*ASSIGNMENT*
Looking at the listing below, how many lines include "fabric"? Answer with the number only.

*PROVIDED MATERIAL*

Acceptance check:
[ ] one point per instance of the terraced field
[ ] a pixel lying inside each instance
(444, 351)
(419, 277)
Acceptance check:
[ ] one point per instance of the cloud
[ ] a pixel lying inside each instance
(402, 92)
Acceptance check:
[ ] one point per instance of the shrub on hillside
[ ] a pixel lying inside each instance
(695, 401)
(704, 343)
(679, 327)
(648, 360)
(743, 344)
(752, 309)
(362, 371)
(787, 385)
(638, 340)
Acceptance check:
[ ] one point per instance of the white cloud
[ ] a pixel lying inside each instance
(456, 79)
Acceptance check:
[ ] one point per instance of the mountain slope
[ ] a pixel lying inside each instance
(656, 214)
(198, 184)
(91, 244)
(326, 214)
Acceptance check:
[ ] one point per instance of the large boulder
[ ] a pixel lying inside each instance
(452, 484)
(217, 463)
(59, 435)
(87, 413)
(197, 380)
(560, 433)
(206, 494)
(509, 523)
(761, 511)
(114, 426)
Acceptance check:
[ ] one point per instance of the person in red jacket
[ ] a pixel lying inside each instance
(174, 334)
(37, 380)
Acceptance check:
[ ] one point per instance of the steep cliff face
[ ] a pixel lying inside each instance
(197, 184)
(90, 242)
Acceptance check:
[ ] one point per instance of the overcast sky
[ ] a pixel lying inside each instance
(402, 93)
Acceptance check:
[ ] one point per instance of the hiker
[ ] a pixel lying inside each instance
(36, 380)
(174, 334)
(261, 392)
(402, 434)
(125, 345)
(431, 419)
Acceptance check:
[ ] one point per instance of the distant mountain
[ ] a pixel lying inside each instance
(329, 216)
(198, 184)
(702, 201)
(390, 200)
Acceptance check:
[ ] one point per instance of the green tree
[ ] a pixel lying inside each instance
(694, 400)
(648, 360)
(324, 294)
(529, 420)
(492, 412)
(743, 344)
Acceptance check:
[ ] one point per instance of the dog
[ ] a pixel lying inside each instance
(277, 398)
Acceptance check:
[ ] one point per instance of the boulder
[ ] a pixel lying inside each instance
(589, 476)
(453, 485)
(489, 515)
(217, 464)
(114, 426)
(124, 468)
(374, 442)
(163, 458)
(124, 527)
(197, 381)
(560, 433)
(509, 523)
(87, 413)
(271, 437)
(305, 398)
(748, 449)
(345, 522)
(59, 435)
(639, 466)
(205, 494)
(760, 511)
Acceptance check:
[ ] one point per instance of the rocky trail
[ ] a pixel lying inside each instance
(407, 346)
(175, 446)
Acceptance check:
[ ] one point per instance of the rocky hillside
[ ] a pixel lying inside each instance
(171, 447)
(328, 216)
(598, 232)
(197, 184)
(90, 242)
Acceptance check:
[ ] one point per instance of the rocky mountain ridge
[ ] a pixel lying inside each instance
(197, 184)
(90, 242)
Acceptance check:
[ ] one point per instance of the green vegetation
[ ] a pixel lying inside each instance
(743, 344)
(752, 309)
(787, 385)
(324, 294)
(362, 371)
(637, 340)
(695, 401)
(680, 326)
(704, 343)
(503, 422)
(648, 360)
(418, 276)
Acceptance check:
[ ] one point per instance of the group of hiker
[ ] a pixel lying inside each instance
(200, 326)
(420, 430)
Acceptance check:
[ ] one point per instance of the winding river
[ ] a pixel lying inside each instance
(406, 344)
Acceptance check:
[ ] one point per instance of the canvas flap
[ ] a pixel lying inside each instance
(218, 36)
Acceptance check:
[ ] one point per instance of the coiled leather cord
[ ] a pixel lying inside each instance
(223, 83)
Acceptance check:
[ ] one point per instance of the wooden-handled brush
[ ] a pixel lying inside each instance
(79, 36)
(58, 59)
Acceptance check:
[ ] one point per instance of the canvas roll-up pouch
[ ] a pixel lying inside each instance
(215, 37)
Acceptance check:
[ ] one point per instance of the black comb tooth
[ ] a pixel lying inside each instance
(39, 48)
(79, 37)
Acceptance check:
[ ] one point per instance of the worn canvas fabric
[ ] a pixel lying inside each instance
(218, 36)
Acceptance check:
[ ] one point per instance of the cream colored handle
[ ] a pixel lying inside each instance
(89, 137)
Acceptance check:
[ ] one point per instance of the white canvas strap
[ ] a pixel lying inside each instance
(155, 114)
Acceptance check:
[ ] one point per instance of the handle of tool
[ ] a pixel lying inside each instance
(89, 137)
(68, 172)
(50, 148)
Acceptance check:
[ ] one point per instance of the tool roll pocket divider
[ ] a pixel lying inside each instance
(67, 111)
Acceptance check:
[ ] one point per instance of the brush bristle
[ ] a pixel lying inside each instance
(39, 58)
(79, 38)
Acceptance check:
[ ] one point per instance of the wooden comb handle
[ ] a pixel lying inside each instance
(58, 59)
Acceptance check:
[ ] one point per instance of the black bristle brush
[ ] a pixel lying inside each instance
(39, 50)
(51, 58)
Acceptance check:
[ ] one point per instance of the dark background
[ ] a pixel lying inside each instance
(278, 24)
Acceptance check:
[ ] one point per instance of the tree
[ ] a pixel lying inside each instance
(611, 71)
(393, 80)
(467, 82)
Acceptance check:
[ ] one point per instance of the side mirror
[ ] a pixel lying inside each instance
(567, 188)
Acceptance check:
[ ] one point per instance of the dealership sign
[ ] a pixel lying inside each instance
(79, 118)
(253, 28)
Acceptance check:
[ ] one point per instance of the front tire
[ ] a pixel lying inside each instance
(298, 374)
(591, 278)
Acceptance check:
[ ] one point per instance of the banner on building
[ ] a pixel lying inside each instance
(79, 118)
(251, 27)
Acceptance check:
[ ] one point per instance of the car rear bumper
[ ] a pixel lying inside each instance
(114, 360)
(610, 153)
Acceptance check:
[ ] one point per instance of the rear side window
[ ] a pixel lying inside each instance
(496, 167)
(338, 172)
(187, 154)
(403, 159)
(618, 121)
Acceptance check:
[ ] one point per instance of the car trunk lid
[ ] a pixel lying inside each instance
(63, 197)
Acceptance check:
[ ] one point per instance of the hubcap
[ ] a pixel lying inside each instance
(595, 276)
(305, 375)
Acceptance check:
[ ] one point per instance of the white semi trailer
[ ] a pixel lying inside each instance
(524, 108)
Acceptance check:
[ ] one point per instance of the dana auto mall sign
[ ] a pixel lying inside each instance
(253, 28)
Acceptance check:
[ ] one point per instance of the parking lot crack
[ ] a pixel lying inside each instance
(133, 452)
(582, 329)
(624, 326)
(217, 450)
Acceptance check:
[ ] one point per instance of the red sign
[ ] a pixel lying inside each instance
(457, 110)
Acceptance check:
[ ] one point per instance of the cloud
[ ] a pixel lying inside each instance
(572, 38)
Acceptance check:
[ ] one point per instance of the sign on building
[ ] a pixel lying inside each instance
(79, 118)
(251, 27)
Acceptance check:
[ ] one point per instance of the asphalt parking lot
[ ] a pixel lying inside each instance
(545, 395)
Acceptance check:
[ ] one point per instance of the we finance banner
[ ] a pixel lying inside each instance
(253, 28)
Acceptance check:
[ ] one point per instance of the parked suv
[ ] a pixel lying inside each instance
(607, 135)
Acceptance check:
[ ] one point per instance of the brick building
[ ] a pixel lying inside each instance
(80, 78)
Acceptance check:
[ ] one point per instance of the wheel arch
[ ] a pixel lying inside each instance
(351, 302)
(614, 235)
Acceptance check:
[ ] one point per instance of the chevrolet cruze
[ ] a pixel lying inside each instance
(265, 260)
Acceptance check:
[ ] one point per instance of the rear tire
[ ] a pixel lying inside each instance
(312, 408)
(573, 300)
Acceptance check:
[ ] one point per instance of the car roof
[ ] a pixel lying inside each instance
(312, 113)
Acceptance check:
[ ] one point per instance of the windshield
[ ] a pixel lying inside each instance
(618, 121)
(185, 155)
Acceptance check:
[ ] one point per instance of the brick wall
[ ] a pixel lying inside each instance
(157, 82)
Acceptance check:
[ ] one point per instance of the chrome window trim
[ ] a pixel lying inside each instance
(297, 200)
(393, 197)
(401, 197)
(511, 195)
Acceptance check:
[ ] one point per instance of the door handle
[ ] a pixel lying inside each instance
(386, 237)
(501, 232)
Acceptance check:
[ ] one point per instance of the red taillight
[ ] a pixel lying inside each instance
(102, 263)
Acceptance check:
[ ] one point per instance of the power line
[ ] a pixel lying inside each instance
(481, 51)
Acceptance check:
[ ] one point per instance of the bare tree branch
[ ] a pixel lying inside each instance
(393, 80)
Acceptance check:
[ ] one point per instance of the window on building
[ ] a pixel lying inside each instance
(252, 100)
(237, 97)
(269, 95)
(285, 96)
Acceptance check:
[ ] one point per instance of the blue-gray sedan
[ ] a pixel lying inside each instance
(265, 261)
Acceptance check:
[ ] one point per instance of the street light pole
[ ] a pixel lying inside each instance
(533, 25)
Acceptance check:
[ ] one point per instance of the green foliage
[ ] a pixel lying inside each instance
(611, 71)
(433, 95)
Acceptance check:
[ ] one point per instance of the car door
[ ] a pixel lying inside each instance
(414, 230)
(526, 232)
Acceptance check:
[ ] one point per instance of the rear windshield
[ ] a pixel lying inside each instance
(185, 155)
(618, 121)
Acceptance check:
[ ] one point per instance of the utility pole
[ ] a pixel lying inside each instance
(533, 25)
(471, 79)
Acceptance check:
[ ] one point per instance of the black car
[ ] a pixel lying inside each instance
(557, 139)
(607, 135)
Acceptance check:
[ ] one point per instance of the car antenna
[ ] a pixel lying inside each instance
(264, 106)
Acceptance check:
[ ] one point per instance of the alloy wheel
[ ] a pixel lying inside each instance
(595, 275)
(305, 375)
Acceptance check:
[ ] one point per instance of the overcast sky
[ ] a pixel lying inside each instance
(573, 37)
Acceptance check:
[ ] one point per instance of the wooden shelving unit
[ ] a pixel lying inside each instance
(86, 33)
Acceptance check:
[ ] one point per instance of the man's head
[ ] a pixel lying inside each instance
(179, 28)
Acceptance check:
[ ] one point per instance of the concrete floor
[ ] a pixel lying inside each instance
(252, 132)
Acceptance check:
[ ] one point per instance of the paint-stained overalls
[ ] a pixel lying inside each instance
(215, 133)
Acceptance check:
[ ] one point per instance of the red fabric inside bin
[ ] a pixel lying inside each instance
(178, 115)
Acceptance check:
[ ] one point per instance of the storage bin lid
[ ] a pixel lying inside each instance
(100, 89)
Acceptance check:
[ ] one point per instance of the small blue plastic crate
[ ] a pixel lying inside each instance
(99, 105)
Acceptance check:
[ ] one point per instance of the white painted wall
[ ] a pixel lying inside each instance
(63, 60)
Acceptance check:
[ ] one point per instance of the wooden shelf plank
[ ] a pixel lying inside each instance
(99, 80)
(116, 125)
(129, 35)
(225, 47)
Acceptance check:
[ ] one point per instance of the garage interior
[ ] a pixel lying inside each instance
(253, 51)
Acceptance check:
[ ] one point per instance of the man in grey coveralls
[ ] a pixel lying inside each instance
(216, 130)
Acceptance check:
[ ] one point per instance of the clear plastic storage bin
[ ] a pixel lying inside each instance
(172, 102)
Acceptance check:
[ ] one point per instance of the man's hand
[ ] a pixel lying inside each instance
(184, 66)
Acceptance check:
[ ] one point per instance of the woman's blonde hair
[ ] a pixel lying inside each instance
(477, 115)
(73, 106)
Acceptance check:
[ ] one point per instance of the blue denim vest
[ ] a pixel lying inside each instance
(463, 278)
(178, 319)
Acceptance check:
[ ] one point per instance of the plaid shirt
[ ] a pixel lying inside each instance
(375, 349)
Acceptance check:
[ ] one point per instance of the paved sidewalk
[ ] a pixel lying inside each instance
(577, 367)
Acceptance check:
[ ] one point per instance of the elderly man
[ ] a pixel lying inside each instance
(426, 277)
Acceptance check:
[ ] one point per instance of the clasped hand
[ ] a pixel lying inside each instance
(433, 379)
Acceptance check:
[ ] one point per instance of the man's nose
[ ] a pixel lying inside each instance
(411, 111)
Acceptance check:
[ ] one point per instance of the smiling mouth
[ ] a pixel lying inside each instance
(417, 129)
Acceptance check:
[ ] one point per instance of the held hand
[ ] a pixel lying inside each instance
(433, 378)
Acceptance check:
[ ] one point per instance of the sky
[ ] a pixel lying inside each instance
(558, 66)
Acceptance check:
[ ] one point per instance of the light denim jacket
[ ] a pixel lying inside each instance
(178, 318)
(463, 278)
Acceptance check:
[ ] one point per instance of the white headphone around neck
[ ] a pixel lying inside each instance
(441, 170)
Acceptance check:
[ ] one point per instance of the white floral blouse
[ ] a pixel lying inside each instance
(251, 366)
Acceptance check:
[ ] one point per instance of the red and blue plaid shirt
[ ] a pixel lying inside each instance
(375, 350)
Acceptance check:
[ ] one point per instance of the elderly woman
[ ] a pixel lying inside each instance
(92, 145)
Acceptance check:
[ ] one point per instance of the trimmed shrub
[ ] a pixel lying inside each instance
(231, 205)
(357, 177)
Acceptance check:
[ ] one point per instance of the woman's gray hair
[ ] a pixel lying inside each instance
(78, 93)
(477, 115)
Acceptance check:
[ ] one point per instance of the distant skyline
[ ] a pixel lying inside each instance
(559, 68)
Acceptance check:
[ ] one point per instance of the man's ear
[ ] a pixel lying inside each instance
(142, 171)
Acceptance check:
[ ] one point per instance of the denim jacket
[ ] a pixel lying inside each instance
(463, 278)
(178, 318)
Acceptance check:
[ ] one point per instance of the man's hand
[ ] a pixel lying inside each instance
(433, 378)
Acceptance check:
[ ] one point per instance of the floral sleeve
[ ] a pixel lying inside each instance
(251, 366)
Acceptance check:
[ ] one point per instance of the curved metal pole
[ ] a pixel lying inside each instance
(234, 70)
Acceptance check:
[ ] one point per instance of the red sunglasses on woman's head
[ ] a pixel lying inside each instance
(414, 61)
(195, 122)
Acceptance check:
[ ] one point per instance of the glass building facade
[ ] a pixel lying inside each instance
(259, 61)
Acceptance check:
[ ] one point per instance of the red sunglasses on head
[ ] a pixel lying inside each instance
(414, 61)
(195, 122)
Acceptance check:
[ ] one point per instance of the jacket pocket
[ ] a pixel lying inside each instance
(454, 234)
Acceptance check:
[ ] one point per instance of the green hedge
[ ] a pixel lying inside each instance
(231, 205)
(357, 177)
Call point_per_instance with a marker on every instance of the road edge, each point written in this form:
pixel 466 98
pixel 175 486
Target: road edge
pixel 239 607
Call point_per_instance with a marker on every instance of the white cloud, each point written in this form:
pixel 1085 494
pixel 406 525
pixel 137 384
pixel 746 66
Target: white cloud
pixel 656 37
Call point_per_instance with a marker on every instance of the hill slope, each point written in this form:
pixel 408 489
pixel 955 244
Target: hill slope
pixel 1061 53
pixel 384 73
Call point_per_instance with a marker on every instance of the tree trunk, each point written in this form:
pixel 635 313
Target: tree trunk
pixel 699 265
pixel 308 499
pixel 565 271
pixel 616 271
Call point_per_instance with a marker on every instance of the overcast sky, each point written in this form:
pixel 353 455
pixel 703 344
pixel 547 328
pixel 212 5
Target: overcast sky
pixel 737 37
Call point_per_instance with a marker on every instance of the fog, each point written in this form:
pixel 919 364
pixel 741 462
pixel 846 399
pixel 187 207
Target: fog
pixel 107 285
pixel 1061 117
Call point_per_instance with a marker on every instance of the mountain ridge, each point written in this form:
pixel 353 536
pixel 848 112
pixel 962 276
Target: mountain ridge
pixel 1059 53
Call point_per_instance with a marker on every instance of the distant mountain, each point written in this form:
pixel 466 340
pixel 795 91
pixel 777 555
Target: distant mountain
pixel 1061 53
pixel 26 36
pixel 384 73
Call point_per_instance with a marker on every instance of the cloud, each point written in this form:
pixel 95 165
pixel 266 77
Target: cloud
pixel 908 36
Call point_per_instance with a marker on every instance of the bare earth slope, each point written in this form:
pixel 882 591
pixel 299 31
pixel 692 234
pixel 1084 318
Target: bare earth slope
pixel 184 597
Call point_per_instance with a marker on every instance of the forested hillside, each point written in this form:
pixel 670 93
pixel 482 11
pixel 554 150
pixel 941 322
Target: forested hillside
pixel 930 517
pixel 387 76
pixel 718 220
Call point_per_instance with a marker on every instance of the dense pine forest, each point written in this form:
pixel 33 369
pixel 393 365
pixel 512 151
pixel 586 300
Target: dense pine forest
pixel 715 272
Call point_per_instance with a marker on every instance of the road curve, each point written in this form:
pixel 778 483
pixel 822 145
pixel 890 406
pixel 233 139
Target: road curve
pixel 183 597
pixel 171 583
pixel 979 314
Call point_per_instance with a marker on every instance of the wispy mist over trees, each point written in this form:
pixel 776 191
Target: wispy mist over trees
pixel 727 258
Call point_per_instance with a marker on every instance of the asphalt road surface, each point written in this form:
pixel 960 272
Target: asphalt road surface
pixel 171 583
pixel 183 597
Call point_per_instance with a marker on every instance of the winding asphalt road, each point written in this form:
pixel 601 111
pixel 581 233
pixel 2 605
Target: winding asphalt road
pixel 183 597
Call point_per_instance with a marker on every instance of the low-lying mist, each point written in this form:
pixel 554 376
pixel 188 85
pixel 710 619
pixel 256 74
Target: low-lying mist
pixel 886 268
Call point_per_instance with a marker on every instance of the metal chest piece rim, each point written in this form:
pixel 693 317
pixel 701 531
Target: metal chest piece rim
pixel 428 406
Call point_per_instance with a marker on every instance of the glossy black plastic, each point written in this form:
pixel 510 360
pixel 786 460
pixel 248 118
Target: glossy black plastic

*RESPONSE*
2